▸ **The data**
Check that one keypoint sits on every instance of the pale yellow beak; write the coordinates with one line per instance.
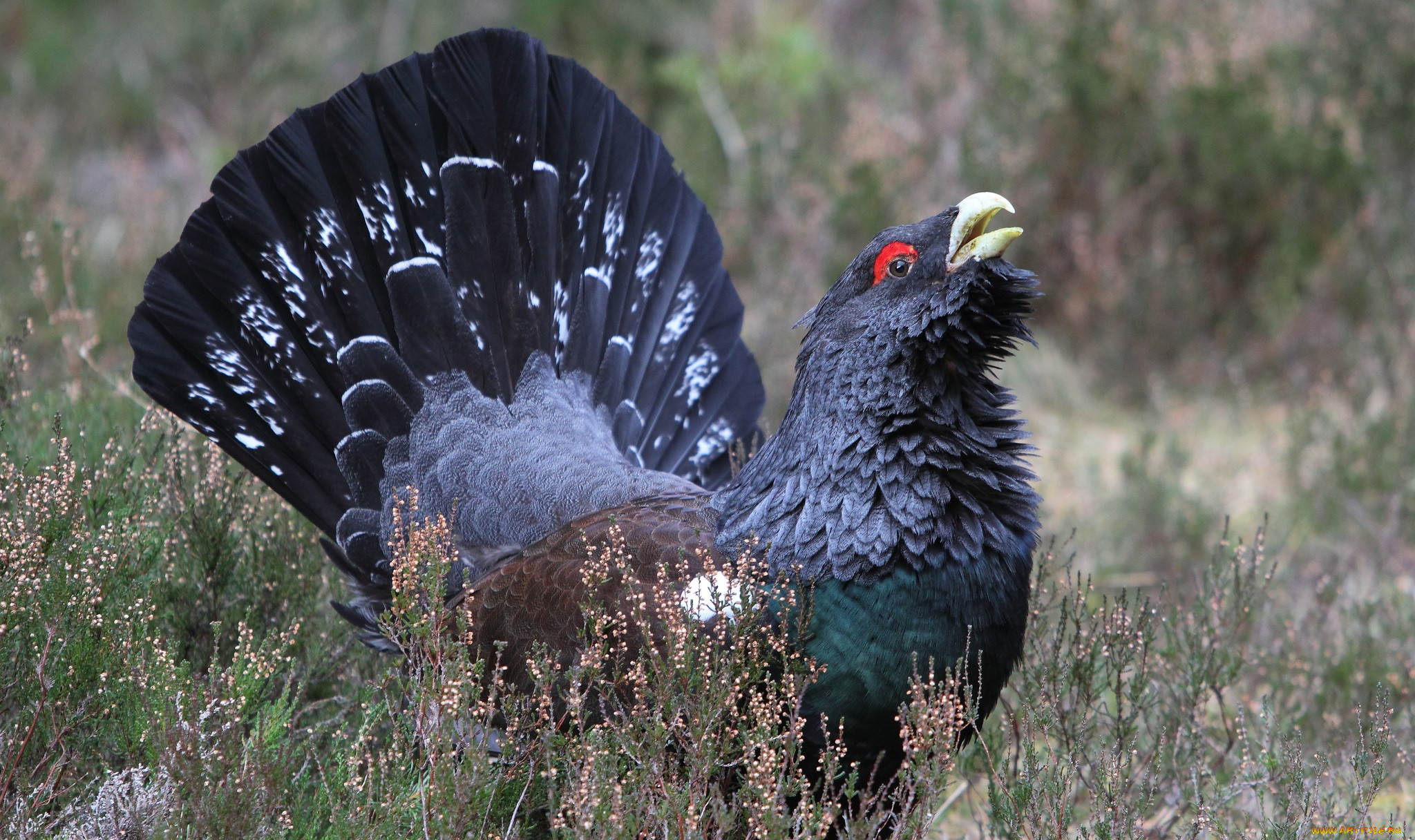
(971, 238)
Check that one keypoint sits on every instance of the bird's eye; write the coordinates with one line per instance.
(895, 260)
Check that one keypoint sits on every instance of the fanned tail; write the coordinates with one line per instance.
(435, 228)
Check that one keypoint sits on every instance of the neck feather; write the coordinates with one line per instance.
(900, 460)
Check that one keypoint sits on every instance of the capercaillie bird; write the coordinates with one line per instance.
(477, 276)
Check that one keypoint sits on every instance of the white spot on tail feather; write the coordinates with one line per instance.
(699, 371)
(680, 318)
(379, 216)
(412, 263)
(482, 163)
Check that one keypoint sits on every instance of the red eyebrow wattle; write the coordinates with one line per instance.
(893, 249)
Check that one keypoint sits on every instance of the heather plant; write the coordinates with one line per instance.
(1217, 201)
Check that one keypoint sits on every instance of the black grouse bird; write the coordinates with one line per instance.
(477, 275)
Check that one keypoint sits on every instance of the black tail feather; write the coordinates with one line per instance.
(453, 213)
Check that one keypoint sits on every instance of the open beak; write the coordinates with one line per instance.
(971, 236)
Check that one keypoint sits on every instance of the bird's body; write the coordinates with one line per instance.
(476, 279)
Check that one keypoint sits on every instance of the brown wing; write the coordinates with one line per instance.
(537, 595)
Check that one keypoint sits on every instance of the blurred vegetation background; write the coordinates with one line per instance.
(1217, 194)
(1217, 197)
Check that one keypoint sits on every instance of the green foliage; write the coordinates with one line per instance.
(1216, 198)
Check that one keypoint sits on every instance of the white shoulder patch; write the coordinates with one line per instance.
(708, 595)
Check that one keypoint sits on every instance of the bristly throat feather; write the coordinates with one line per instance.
(902, 459)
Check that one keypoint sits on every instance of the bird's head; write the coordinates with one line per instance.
(940, 285)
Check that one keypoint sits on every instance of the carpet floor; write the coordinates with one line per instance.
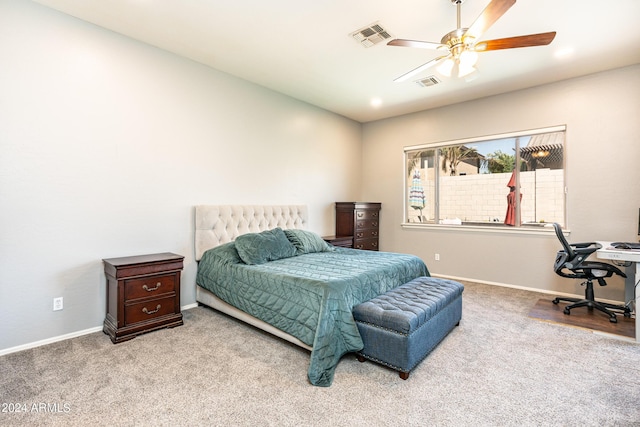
(500, 367)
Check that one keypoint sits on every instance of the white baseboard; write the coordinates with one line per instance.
(523, 288)
(50, 340)
(66, 336)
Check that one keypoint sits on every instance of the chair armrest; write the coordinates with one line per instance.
(585, 248)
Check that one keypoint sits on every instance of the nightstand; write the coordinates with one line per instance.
(143, 294)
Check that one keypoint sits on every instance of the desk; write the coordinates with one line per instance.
(632, 282)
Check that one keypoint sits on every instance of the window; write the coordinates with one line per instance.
(510, 180)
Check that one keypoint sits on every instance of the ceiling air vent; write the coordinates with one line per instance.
(371, 35)
(429, 81)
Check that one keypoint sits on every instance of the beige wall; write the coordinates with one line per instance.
(601, 113)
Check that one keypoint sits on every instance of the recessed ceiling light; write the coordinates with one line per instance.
(564, 52)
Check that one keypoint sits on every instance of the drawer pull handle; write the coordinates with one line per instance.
(148, 289)
(144, 310)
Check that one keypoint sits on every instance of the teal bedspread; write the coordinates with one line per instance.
(309, 296)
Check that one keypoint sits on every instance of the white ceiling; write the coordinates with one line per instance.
(303, 48)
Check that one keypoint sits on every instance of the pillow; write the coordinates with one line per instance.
(270, 245)
(307, 242)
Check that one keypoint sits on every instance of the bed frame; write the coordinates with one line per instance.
(219, 224)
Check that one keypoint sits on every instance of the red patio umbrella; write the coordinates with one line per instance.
(510, 218)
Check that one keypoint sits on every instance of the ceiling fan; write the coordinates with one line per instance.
(462, 44)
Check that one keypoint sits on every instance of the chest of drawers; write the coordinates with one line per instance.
(143, 294)
(360, 220)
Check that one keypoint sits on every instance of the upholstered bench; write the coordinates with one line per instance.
(401, 327)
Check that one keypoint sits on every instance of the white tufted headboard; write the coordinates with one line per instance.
(220, 224)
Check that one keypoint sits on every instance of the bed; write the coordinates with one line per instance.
(260, 265)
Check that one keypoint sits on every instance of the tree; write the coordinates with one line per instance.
(452, 156)
(499, 162)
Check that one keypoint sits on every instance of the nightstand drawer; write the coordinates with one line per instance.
(149, 310)
(366, 234)
(149, 286)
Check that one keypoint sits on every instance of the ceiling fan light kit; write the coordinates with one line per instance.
(462, 44)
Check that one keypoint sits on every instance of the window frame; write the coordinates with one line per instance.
(527, 229)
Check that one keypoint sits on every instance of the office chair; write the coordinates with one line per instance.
(572, 262)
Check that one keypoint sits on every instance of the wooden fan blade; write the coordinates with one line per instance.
(530, 40)
(488, 17)
(415, 43)
(421, 68)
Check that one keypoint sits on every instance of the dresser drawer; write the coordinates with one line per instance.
(148, 310)
(366, 223)
(366, 234)
(366, 244)
(149, 286)
(367, 214)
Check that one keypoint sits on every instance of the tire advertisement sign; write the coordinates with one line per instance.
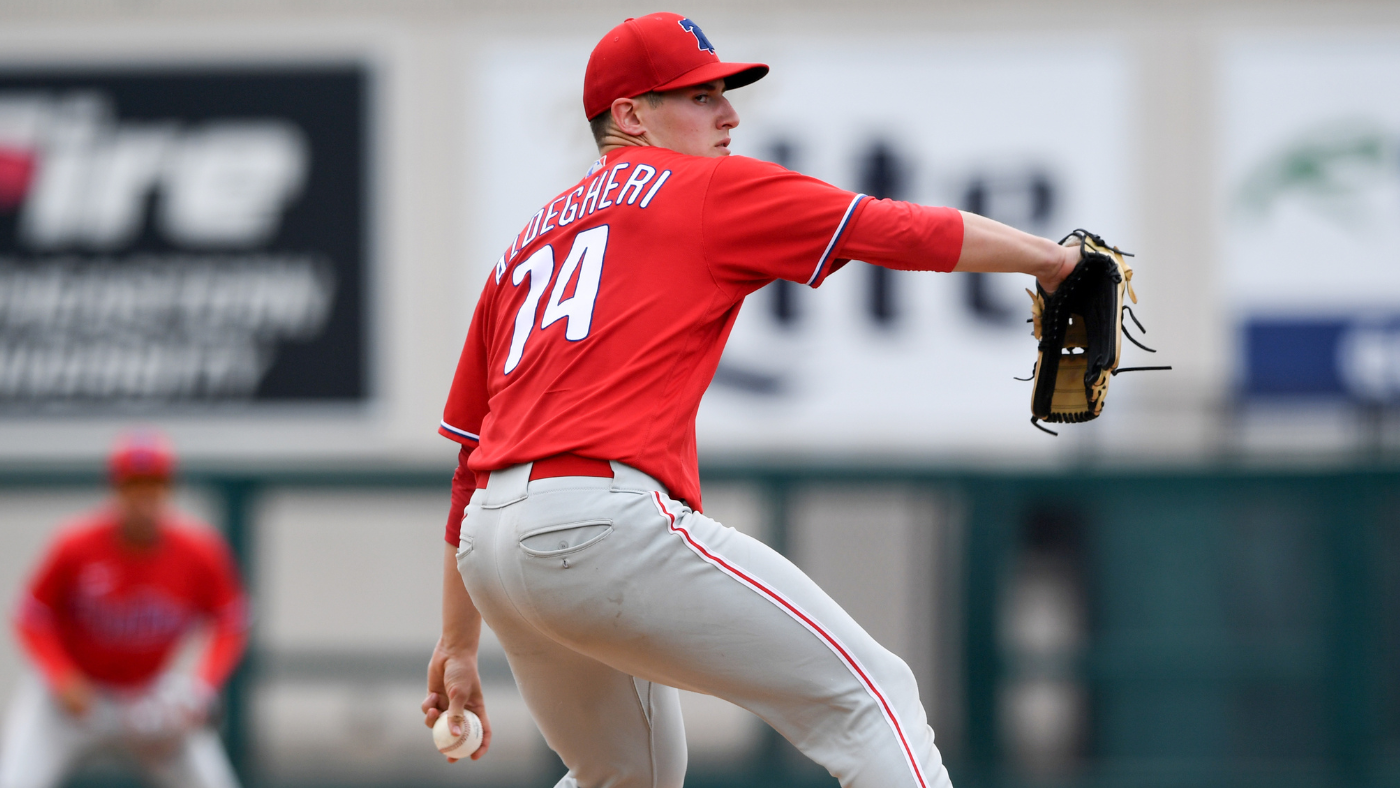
(181, 238)
(874, 360)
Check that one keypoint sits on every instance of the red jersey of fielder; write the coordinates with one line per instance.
(114, 613)
(599, 329)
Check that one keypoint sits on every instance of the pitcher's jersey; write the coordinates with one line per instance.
(599, 329)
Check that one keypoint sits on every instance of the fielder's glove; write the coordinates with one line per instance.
(1080, 328)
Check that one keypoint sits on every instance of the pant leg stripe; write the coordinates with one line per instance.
(809, 623)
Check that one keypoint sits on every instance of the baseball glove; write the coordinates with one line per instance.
(1080, 328)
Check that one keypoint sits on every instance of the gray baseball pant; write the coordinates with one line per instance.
(606, 594)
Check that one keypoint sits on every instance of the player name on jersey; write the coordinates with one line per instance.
(587, 200)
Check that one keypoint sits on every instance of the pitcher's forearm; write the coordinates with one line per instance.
(990, 247)
(461, 620)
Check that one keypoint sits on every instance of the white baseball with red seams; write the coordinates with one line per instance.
(464, 743)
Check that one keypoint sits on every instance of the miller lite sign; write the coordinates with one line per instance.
(181, 237)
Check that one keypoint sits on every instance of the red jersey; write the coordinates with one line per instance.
(112, 612)
(599, 329)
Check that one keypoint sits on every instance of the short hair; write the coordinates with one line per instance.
(602, 122)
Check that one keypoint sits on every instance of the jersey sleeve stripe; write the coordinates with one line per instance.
(836, 238)
(444, 426)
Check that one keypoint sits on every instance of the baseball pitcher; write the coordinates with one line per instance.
(577, 529)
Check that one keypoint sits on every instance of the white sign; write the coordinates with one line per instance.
(1309, 186)
(1311, 175)
(1024, 130)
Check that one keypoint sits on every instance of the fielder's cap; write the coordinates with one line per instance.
(142, 454)
(657, 52)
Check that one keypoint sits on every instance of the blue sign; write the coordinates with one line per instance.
(1323, 357)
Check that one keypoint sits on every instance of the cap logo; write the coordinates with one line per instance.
(700, 39)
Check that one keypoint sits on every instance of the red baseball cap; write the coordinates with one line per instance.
(142, 454)
(657, 52)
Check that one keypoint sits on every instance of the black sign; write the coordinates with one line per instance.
(179, 237)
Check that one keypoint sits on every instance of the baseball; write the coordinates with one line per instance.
(458, 746)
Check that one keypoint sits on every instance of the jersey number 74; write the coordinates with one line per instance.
(587, 259)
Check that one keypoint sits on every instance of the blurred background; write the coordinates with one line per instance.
(262, 227)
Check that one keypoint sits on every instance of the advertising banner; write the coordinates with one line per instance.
(1311, 203)
(874, 360)
(175, 237)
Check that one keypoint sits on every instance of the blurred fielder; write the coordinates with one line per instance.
(102, 613)
(574, 402)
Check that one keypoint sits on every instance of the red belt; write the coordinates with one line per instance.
(560, 465)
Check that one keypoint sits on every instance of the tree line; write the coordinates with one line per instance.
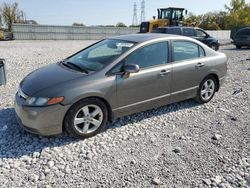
(237, 14)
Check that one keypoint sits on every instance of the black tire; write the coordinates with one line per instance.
(215, 46)
(75, 110)
(200, 98)
(238, 46)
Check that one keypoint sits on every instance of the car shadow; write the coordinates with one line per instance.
(15, 142)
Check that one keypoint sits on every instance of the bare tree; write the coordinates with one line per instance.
(11, 14)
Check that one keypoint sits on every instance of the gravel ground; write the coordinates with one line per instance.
(180, 145)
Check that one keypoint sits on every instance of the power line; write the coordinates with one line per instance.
(135, 20)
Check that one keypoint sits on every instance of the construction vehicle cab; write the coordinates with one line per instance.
(166, 17)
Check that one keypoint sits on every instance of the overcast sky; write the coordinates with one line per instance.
(104, 12)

▸ **Your task**
Produce a verbatim copy of the lines from the one holding "Check that one keypoint sits on every instance of the overcast" to the final line of the data, and nothing more.

▸ **Solution below**
Check that one keypoint sits on every instance of the overcast sky; write the coordinates with one line per instance.
(104, 12)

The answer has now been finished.